# START OF SELECTED TEXT
# Eibach pro-kit too low on a 2003 350Z?



## 350z newbie (Jan 6, 2010)

It had Skunk2 springs on that had it dropped 2.5 inch's, way too much, drove awful, so I put on the Eibach Pro Kit, 6364.140 and it still drops it 2.5"? WTF? Anyone run into this?


----------



## chimmike (Oct 17, 2002)

you're gonna hate what those do to your factory shocks dude. throwing lowering springs on stock shocks is usually bad. You can get by with it on a sentra or civic, but doing it on a 350z is not the best idea.

save up the money and run a complete suspension like the Nismo. I ran the nismo on my 350z and LOVED it. Pair the nismo with some sway bars........drives on RAILS!


----------



## 350z newbie (Jan 6, 2010)

Actually, its not my car, posting for a friend, just trying to put it back to stockish height to sell it. Couldn't get any stock springs so we figured try the Eibach's, only an inch drop but that didn't work out as planned.


----------



## chimmike (Oct 17, 2002)

try my350z.com i'm sure you could pick up stock springs there super cheap.
# END OF SELECTED TEXT
# START OF MATERIAL PROVIDED
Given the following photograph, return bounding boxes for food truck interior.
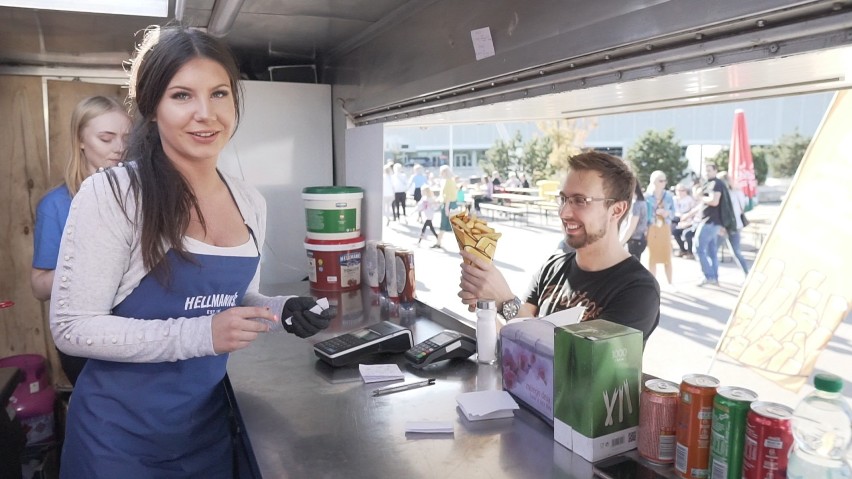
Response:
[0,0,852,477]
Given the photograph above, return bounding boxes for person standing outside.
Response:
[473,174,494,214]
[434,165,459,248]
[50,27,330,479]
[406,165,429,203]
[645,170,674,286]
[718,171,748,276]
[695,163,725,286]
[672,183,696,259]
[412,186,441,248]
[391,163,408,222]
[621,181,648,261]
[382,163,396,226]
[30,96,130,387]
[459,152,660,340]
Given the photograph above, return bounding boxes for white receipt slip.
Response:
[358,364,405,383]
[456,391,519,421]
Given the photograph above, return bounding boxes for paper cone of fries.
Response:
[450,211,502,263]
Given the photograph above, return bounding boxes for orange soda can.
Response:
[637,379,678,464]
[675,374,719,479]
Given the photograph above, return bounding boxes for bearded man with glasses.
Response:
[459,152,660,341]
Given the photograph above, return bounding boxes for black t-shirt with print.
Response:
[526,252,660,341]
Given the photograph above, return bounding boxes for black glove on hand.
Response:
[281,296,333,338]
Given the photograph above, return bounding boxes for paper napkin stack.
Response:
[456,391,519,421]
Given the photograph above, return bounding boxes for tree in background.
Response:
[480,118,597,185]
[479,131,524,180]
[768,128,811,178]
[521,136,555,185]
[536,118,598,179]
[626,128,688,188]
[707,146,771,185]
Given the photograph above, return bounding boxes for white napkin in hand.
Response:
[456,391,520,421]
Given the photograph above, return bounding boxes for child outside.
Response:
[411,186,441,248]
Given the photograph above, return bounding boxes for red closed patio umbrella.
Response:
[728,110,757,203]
# END OF MATERIAL PROVIDED
# START OF MATERIAL PROVIDED
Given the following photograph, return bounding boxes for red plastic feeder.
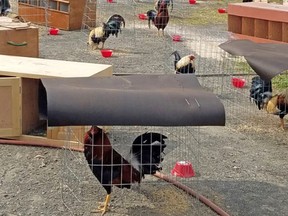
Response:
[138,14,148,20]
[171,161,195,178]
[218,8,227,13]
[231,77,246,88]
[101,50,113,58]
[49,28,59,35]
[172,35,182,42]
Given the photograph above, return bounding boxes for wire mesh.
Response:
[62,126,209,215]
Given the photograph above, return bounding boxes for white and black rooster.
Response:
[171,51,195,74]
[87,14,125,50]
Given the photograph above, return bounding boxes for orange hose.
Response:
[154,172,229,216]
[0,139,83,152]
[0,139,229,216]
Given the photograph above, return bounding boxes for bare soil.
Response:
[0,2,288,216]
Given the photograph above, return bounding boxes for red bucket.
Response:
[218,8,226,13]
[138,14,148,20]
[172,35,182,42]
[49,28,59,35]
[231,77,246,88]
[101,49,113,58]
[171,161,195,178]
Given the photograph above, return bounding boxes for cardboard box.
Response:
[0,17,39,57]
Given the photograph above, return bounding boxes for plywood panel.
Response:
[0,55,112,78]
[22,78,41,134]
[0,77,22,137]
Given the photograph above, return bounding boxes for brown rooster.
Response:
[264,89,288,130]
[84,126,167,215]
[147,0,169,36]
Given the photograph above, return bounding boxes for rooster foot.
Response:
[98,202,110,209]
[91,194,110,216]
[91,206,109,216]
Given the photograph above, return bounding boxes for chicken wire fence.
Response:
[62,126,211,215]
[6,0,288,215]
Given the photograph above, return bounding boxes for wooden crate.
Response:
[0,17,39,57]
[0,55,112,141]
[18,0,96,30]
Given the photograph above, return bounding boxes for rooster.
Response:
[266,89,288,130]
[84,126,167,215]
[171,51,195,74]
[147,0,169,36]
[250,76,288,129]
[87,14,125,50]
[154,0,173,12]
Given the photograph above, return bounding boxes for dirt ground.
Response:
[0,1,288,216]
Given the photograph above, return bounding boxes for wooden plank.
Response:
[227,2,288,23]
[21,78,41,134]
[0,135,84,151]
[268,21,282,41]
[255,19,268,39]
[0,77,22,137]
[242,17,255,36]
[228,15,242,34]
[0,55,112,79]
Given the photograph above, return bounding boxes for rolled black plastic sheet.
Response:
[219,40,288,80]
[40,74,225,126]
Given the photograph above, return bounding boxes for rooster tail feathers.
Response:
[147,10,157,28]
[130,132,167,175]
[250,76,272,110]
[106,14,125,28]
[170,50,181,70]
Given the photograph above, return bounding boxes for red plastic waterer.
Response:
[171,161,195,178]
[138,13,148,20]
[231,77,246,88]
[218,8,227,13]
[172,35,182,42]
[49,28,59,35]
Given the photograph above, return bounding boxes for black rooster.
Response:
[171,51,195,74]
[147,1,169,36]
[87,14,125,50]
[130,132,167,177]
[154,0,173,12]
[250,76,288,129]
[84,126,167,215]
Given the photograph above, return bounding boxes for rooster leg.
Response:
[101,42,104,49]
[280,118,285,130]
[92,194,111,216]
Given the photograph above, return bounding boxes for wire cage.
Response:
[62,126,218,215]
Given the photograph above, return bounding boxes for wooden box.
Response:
# END OF MATERIAL PROVIDED
▶ _EXERCISE SET_:
1. Copy the part of the 350Z lowering-spring thread that starts at the words "save up the" and stops after "out as planned.", swapping "sway bars" for "strut tower braces".
2. Write the next part of the 350Z lowering-spring thread, picking up after its last post.

▶ _RESPONSES FOR EACH TASK_:
1.
save up the money and run a complete suspension like the Nismo. I ran the nismo on my 350z and LOVED it. Pair the nismo with some strut tower braces........drives on RAILS!


----------



## 350z newbie (Jan 6, 2010)

Actually, its not my car, posting for a friend, just trying to put it back to stockish height to sell it. Couldn't get any stock springs so we figured try the Eibach's, only an inch drop but that didn't work out as planned.

2.
----------



## 350z newbie (Jan 6, 2010)

I was on there, never go back, I don't need to be insulted and flamed when asking for advice. :thumbdwn:


----------



## chimmike (Oct 17, 2002)

those guys just have the 350z owner attitude. I know what you mean. You can easily find stock springs on there though. plus after that, you won't have to go back!


----------



## 350z newbie (Jan 6, 2010)

*FIXED.*

Found some shocks, struts and springs off a 05 or 06, installed them, rides awesome and at the proper height.


----------



## johonjoseph (Apr 23, 2010)

This is spam. Do it again and you'll be on a permanent timeout. Mkay?
Thanks 

-Moderation.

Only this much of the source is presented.